- **TASK OBJECTIVE**:
Quote word for word the part of the rows below that opens with the line containing "In the photograph above, where can the bride's dark" and closes with the line containing "In the photograph above, where can the blurred", including both of those lines.

[Data drawn from a collection]
+++
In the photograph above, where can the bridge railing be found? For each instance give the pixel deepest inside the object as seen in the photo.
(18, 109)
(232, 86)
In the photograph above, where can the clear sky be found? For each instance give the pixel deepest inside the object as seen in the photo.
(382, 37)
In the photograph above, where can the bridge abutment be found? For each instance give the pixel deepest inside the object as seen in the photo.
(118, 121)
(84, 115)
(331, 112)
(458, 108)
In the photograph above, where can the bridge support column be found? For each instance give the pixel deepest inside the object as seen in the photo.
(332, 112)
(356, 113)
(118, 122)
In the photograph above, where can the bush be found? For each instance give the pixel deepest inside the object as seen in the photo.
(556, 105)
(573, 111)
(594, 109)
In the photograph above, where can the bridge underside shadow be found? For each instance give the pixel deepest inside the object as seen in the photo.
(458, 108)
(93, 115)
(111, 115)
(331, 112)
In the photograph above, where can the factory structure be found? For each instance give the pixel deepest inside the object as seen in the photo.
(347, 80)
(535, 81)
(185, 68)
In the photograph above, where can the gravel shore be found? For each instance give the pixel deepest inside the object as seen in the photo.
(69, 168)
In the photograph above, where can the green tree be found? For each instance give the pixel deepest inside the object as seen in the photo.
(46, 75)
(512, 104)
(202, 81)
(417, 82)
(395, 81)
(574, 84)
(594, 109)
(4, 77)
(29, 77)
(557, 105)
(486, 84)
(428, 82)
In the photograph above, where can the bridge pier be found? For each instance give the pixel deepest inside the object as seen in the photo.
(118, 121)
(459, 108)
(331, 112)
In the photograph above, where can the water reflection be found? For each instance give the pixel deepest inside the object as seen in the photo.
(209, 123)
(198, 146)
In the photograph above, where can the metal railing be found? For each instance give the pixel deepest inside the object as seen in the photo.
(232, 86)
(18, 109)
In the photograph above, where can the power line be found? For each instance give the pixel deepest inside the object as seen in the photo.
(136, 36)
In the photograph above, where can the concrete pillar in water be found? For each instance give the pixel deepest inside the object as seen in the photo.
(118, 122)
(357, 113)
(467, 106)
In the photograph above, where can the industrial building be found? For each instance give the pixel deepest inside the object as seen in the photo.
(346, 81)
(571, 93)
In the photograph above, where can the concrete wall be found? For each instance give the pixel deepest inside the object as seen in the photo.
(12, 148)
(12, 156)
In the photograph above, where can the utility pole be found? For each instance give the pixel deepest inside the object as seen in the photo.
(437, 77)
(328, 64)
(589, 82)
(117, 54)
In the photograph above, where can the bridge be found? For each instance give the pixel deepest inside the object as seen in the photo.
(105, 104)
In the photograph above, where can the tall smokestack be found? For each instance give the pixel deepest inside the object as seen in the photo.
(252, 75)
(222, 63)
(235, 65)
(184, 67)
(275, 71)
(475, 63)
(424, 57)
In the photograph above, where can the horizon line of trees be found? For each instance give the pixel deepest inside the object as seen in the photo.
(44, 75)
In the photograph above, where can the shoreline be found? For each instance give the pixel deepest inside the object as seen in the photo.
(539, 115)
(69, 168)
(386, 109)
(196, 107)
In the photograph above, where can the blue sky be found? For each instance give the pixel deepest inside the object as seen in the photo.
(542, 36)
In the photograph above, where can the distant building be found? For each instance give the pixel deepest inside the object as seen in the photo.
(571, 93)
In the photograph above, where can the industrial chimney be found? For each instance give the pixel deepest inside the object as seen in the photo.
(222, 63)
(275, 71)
+++
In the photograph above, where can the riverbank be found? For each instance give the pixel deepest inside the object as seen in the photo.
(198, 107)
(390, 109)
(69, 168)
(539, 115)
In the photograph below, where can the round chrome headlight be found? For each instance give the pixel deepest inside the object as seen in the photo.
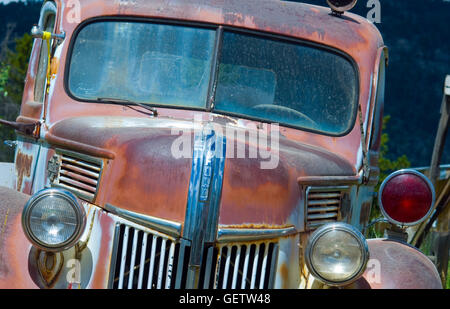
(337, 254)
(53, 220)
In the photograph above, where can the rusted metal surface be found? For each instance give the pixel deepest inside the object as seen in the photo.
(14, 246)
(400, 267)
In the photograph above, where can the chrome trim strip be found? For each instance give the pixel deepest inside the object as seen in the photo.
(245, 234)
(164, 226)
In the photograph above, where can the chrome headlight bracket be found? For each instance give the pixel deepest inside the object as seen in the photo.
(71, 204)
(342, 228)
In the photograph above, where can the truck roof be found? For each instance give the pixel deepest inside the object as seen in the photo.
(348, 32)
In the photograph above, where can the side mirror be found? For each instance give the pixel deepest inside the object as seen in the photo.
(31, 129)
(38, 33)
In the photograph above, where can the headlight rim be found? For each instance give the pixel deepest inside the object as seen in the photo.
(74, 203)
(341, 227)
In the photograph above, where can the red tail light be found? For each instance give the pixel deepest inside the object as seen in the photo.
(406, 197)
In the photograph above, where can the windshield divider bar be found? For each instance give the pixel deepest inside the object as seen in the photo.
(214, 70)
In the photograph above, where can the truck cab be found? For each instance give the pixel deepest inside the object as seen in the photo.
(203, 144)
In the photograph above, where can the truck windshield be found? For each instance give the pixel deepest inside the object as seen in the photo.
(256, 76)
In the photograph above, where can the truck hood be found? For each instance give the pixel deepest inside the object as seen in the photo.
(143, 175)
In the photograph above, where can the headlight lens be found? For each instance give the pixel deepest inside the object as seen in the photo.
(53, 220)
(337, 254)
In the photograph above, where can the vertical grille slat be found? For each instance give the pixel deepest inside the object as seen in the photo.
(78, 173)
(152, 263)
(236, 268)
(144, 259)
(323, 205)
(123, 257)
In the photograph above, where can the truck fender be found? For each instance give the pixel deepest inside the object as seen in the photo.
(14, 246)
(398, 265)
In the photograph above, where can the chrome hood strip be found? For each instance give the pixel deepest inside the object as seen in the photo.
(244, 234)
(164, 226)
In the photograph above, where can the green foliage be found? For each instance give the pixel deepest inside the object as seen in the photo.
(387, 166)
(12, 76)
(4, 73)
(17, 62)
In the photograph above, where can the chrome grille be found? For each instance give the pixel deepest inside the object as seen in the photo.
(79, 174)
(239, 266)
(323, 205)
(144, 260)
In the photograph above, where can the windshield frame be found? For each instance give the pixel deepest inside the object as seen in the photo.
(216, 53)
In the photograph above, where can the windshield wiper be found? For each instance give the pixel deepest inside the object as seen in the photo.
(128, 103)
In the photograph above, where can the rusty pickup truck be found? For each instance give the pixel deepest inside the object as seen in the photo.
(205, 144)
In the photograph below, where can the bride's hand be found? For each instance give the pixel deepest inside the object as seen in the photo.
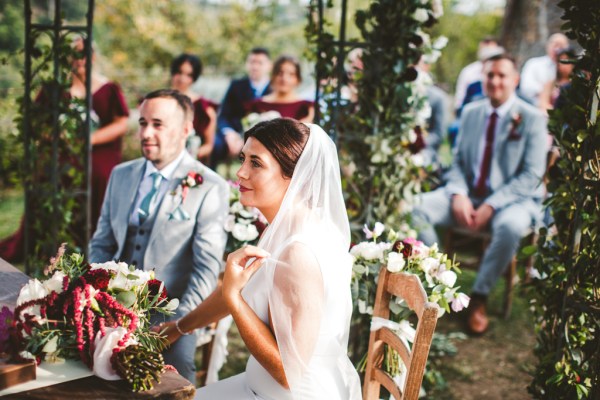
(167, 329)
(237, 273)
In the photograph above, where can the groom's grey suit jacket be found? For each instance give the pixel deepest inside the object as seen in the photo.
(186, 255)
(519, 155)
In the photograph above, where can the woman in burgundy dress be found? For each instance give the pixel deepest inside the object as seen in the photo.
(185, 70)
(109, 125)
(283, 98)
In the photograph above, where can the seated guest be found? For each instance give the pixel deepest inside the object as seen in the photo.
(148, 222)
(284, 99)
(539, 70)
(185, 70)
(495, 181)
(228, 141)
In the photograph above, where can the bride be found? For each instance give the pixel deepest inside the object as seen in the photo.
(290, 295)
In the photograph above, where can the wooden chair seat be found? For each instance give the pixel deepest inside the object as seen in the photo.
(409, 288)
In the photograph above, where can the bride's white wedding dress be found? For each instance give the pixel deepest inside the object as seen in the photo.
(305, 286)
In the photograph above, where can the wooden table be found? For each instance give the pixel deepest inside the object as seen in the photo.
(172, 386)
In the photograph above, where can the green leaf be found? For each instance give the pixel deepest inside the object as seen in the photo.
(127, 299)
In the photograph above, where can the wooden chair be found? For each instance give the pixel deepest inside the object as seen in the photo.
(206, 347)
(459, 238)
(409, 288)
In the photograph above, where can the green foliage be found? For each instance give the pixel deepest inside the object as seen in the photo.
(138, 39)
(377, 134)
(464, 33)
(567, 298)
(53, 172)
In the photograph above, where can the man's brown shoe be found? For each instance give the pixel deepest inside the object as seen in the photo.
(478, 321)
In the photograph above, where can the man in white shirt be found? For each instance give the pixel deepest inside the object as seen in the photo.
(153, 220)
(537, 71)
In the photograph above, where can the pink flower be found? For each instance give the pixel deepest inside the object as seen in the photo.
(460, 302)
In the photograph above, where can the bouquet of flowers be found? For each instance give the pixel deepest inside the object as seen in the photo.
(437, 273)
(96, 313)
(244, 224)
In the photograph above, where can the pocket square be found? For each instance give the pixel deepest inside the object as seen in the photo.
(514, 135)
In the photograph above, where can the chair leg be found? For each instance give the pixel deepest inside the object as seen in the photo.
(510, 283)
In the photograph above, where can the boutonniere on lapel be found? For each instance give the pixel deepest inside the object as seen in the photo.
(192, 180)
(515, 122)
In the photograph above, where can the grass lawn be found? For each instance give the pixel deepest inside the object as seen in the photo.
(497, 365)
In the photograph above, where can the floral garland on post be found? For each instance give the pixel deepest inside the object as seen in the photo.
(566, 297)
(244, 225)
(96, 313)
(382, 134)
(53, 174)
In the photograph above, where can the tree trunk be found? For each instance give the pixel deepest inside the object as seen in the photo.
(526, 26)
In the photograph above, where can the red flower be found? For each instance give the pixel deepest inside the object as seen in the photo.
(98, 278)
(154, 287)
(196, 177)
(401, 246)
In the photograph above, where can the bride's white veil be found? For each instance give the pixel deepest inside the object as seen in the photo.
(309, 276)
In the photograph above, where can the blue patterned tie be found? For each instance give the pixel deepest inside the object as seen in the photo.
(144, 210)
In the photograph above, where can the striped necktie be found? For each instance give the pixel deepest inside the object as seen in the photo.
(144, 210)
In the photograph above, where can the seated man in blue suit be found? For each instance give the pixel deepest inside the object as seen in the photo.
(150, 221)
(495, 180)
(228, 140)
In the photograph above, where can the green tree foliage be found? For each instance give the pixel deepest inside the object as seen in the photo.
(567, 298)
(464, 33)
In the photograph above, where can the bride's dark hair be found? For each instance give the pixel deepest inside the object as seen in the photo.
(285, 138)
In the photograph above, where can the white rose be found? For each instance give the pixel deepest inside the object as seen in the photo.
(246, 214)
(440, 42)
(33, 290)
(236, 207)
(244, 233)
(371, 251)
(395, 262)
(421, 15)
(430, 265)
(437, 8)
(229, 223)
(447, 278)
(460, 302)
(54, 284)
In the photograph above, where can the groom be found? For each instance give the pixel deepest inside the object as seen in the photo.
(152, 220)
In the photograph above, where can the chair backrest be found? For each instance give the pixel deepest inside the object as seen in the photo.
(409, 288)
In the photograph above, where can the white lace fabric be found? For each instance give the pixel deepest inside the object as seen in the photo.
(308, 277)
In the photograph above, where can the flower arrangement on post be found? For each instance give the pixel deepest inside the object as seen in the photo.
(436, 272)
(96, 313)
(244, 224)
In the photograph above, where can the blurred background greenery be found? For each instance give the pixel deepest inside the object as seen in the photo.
+++
- **SOLUTION TO THIS TASK**:
In the photograph above, where can the bride's dark hair be found? For each instance give the pixel deepest inside the object as seen in the photo.
(285, 138)
In the photograph above, where can the white rose be found? For each instance give the pixel deepest inside the object as seen in the photo.
(246, 214)
(440, 42)
(33, 290)
(236, 207)
(244, 233)
(371, 251)
(395, 262)
(421, 15)
(430, 265)
(437, 8)
(229, 223)
(447, 278)
(460, 302)
(54, 284)
In the photograph above, where can the groom be found? For each instance give the pixel deepest inside the object as seen in the photo.
(152, 220)
In the photograph above, where can the chair backrest be found? For each instance give the pixel deepest inside the object as seen in the photo.
(409, 288)
In the photograph above, where can the white lace fabric be found? For each instance give the pixel deepest inside the object as seen in the photo.
(308, 277)
In the photograph above, where can the flower arrangement on post be found? For each instance give the pixel deepest inside the object as seen in the photo.
(436, 272)
(96, 313)
(244, 224)
In the photograph above, where can the blurred background greenery be found? For each instance give the pixel deepest inside the object as seen in the photo.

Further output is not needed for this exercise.